» Short problem 1:
Reproduce the SSD trim thread from "From Wikipedia" to "often be recovered.", substituting "hard disk drive" for "magnetic drive".
» Short problem 2:
Summarize the SSD trim thread in two sentences.
» Short problem 3:
Quote every question posed in the SSD trim thread.

» Given passage:
....

Agreed. The only penalties we SHOULD see are speed, when the SSD is forced to move data around to rewrite a whole page when it runs out of clean pages to write to. However, there are reports of parity not staying consistent when using SSDs. Any speculation on cause?

 

Depends on filesystem and how they support trim on SSDs.

If its a filesystem that supports trim directly, when a file is deleted does it send a trim command on the logical sectors used by that file? Or does it write 0s to those logical sectors? If it only sends the trim command, then the ssd is writing 0s behind the scenes of the unraid Parity scheme. That would cause massive parity consistency issues.

From Wikipedia

 

 

Trim irreversibly deletes from the SSD the data Trim affects. Recovery of data deleted by Trim is not possible. This is unlike a magnetic drive from which deleted data may often be recovered.

 

In other words because the now unused block has been erased on the drive behind the scenes of the filesystem parity is automatically void.

....

» Extracted data:
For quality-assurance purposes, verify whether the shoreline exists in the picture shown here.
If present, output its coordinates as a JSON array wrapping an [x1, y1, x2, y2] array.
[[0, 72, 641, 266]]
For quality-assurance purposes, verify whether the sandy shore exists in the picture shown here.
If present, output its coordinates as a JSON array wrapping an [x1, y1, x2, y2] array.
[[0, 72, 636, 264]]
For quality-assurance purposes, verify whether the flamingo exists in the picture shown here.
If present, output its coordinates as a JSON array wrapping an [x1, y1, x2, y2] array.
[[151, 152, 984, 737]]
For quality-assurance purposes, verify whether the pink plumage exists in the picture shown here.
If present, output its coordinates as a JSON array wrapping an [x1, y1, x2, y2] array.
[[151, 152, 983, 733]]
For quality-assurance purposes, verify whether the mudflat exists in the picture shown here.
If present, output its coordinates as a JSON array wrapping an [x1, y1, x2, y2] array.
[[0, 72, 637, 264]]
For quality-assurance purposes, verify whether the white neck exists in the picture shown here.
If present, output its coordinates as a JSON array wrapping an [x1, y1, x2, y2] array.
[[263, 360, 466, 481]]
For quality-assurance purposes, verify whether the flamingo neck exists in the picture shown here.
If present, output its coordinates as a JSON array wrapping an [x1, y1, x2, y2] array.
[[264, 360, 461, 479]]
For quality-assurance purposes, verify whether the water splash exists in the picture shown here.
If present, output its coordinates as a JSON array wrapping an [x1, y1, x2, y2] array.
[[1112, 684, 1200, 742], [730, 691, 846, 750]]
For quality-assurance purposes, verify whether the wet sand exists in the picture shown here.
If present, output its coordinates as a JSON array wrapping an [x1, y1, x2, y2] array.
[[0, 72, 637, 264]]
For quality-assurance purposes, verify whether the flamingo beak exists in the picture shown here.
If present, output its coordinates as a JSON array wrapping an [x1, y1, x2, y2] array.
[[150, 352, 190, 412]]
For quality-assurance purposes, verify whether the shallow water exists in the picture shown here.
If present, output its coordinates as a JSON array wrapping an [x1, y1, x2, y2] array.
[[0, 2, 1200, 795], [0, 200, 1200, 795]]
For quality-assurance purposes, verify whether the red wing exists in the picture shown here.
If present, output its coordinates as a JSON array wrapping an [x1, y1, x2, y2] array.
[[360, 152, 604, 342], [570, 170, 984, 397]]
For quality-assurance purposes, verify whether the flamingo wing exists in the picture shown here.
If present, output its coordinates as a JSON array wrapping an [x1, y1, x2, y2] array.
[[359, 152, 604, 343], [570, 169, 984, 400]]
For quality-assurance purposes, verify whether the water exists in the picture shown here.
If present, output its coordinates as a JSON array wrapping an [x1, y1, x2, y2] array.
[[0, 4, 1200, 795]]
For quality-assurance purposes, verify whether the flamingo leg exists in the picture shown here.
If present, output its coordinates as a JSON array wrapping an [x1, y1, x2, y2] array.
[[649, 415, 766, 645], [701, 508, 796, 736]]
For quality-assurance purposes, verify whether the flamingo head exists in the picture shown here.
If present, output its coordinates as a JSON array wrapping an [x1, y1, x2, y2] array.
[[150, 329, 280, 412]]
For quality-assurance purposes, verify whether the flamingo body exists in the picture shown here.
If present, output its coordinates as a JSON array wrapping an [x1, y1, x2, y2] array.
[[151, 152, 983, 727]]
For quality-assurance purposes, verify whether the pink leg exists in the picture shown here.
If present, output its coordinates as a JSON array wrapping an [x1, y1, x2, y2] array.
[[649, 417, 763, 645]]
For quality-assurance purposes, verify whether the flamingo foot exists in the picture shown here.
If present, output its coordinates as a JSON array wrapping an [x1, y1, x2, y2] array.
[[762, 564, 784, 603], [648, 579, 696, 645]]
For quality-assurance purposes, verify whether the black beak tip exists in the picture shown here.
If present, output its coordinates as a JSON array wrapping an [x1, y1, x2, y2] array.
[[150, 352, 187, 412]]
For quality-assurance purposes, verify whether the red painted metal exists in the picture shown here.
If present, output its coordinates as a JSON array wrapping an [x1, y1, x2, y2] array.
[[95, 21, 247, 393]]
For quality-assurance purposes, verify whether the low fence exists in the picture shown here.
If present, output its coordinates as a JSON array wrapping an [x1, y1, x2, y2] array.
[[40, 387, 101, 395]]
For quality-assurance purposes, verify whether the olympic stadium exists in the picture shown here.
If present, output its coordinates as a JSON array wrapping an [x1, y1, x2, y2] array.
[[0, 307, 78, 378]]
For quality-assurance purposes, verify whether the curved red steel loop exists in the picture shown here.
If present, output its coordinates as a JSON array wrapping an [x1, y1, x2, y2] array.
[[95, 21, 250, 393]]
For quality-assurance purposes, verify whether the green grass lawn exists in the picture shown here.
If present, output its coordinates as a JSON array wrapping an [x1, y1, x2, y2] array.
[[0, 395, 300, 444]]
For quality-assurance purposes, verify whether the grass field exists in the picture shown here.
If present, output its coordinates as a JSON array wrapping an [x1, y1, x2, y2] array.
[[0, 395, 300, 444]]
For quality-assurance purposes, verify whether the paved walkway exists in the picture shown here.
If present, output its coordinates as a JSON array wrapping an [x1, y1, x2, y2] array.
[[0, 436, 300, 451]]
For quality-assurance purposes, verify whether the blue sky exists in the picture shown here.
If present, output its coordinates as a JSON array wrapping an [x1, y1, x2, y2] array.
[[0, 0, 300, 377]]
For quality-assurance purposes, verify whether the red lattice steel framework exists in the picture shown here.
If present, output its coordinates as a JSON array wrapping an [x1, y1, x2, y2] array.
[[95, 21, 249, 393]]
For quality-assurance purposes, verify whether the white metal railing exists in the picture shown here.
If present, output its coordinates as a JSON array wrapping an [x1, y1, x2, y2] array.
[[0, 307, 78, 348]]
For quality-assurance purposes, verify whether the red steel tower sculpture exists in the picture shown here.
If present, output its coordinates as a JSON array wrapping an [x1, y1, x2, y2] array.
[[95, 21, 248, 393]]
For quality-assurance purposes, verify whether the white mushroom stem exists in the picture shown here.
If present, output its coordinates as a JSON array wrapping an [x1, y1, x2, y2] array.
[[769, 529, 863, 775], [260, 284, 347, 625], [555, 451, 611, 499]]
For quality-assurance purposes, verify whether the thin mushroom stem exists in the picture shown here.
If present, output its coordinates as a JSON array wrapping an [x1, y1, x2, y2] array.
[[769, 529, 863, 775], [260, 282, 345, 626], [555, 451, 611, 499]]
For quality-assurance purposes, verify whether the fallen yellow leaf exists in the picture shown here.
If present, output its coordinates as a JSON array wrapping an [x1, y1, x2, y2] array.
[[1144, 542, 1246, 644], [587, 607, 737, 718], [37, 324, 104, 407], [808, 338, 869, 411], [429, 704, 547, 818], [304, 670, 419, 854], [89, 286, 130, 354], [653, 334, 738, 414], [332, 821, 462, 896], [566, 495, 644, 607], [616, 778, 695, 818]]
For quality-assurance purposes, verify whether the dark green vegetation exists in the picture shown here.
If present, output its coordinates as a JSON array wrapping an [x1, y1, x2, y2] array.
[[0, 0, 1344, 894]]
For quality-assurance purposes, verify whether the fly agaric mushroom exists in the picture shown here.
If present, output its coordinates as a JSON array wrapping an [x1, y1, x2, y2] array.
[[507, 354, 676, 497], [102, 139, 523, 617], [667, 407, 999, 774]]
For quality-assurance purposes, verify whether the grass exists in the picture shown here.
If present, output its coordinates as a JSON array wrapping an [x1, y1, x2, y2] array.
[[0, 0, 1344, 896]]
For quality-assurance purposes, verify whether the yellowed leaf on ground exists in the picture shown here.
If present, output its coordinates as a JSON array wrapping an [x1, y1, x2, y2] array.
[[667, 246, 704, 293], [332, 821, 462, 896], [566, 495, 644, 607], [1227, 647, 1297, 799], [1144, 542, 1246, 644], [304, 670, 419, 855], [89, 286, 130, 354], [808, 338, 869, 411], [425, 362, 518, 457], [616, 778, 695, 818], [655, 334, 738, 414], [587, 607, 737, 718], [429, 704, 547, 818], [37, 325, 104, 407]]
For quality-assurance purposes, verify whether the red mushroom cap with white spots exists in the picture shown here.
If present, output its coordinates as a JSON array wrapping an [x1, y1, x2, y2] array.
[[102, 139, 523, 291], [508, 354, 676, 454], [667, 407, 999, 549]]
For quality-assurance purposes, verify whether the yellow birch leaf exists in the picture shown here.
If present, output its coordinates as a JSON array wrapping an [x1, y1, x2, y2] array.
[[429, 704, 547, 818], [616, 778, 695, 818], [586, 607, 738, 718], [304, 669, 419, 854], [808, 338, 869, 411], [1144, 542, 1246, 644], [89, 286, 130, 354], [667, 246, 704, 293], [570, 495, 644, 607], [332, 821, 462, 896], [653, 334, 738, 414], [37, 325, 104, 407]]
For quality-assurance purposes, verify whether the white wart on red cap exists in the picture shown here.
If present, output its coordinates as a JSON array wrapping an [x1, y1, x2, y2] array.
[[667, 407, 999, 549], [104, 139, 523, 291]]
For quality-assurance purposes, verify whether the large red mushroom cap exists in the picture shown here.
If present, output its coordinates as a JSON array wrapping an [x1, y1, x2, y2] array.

....

» Full solution 1:
From Wikipedia

 

 

Trim irreversibly deletes from the SSD the data Trim affects. Recovery of data deleted by Trim is not possible. This is unlike a hard disk drive from which deleted data may often be recovered.

» Full solution 2:
SSDs should only bring a speed penalty, yet there are reports of parity not staying consistent on them, which depends on the filesystem and how it supports trim. If a filesystem only sends a trim command when a file is deleted, the SSD writes 0s behind the scenes of the unraid parity scheme, so parity becomes void.

» Full solution 3:
- Any speculation on cause?
- If its a filesystem that supports trim directly, when a file is deleted does it send a trim command on the logical sectors used by that file?
- Or does it write 0s to those logical sectors?